(Pointing records)
^^^^

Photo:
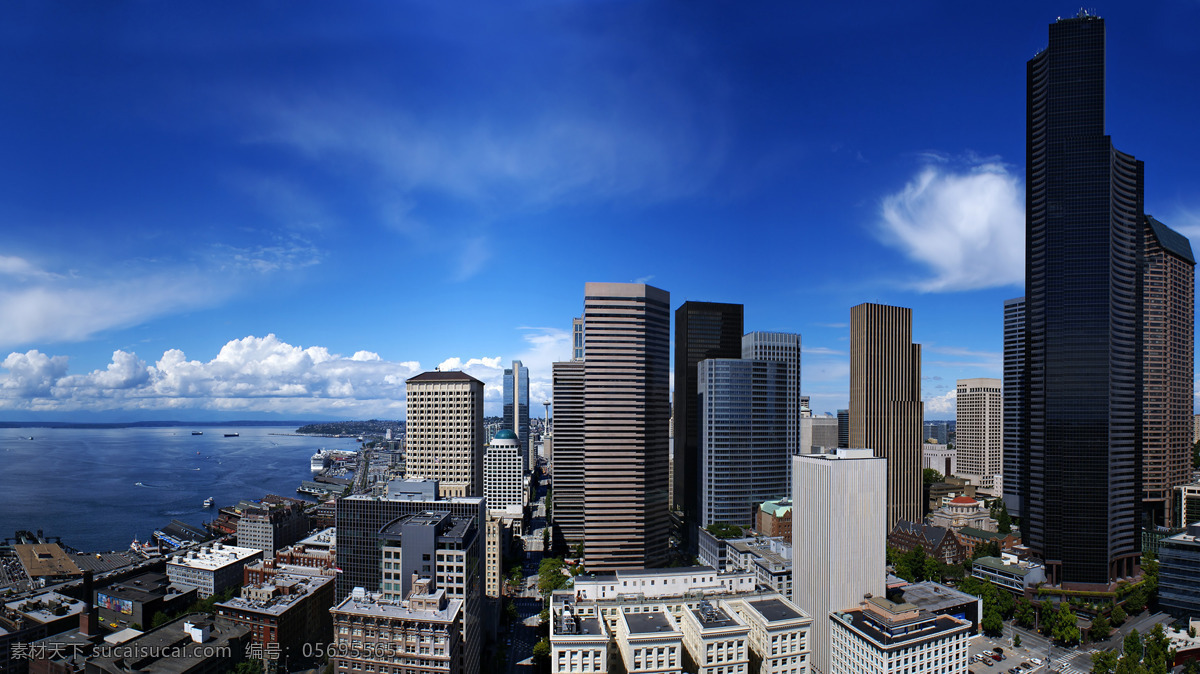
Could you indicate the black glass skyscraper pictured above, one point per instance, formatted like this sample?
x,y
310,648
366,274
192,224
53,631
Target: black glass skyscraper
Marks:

^^^^

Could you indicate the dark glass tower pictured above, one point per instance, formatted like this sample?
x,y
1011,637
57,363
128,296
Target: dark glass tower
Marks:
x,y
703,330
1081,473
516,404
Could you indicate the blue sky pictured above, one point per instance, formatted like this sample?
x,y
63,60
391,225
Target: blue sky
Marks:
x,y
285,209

^^^^

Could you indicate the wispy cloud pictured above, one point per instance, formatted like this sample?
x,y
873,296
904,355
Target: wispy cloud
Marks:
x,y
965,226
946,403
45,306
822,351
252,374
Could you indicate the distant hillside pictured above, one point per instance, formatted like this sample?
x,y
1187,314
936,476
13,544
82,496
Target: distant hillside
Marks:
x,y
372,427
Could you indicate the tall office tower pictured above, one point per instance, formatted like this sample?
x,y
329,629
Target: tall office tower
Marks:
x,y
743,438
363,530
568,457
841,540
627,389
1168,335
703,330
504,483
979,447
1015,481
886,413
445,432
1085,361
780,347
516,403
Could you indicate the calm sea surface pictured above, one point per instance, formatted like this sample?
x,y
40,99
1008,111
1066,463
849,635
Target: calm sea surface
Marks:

^^^^

AIM OF THE TASK =
Count the lines in the records that contain the string "distant". Reply with the number only.

RESULT =
2